* Instructions to follow: Copy exactly the lines of the data below that run from the line holding "One marker per instance, like [23,25]." through the line holding "Query: front door", both ends included.

* Working data:
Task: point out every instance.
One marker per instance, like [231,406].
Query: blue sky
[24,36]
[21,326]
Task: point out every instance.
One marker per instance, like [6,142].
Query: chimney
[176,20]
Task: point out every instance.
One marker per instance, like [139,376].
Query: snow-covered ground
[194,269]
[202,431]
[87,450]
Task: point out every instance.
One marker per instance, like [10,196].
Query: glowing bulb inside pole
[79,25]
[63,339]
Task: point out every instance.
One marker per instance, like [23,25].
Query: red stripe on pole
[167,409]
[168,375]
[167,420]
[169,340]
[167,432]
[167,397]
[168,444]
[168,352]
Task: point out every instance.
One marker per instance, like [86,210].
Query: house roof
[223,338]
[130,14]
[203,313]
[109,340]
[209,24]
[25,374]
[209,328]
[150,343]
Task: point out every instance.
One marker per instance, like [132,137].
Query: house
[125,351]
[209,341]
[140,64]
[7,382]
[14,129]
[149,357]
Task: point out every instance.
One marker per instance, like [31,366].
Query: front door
--
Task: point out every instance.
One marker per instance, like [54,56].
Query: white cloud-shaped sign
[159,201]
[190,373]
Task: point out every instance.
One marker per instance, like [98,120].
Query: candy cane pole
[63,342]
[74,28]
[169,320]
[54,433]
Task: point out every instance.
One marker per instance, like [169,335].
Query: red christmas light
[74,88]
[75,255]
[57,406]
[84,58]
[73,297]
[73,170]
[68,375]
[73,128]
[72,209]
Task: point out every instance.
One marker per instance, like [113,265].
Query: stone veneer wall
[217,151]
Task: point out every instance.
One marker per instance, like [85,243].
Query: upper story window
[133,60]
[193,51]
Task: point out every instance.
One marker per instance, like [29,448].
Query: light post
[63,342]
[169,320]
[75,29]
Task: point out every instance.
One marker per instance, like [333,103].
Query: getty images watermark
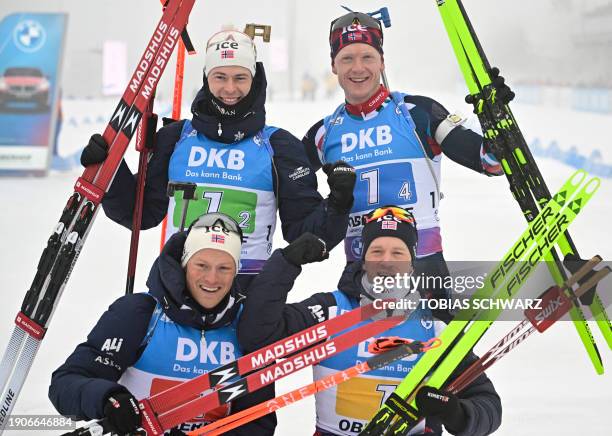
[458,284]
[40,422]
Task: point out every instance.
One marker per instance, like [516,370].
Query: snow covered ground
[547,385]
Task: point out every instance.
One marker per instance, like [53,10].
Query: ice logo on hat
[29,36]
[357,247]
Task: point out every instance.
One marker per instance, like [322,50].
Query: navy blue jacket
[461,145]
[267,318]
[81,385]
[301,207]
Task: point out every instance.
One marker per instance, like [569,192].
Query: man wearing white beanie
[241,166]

* Result:
One marker per instance, like [23,25].
Query: red stripe on pole
[167,409]
[168,375]
[167,420]
[169,340]
[167,432]
[167,397]
[168,444]
[168,352]
Task: point out every instance.
One marker per instance, like [86,210].
Query: house roof
[223,338]
[130,14]
[203,313]
[109,340]
[209,24]
[25,374]
[209,328]
[150,343]
Task: point out every instance.
One marker per instance, like [132,137].
Query: house
[125,351]
[209,341]
[140,64]
[7,382]
[14,129]
[149,357]
Task: point out every instance.
One marker per instance, like [31,366].
Query: front door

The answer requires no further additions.